Object position labeling entries:
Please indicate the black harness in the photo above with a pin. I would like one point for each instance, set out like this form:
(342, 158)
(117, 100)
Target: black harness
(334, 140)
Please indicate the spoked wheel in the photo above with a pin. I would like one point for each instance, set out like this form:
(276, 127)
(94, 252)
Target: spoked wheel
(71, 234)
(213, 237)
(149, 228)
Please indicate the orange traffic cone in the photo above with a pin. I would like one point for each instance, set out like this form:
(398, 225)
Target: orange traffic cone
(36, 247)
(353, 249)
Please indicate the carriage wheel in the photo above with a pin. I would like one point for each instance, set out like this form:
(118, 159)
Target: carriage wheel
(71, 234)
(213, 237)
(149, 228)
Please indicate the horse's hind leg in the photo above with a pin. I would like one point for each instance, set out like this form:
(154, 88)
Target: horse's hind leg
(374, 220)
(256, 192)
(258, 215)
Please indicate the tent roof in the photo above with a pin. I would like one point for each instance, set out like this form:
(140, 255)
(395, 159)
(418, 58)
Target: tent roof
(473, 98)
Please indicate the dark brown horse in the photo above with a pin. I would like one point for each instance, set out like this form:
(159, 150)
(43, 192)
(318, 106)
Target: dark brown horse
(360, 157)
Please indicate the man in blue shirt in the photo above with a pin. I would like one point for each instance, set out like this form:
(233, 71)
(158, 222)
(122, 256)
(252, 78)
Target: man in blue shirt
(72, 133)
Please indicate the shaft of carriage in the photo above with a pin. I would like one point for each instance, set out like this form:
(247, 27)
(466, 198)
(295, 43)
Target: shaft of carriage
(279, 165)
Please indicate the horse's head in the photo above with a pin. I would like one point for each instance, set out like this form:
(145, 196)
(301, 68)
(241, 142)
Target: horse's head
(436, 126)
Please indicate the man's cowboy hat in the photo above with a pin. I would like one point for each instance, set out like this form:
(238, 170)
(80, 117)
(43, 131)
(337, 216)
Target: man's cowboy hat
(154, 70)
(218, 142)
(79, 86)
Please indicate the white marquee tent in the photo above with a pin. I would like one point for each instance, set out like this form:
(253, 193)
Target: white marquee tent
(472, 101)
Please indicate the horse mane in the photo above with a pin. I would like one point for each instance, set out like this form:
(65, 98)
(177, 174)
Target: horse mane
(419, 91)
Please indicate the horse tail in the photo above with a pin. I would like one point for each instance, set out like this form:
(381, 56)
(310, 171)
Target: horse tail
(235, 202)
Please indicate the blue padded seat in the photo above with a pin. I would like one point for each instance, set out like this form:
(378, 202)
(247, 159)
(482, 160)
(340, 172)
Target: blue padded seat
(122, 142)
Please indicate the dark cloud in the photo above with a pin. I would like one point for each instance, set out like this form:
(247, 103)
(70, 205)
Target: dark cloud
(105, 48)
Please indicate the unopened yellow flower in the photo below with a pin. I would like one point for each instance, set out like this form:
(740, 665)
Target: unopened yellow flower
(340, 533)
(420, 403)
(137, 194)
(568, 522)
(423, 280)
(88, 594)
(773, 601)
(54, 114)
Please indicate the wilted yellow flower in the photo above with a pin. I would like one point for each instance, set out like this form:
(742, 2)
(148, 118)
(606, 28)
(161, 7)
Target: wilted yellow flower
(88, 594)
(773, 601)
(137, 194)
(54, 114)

**Exercise prompt:**
Turn the part of the listing that begins with the line containing "Please indicate the unopened" and runs through the end of the listing into a Markdown table, skipping blank lines. Use the column "Row" for the row number and the column "Line" for the line itself.

**Solved problem:**
| Row | Line |
|---|---|
| 1 | Please indicate the unopened yellow flower in the photo below with a pin. I would like one point for each instance, set out like this form: |
| 2 | (740, 665) |
| 3 | Target: unopened yellow flower |
| 4 | (340, 533) |
| 5 | (420, 403) |
| 6 | (137, 194) |
| 7 | (568, 522) |
| 8 | (423, 280) |
| 9 | (88, 594) |
| 10 | (773, 601) |
| 11 | (54, 114) |
| 12 | Please indicate the wilted yellow flower in the photo above with a pin. I would like one point for each instance, set out like this form: |
| 13 | (742, 2) |
| 14 | (148, 118) |
| 15 | (606, 28) |
| 16 | (161, 7) |
| 17 | Target: wilted yellow flower |
| 18 | (88, 594) |
| 19 | (773, 601) |
| 20 | (137, 194) |
| 21 | (54, 114) |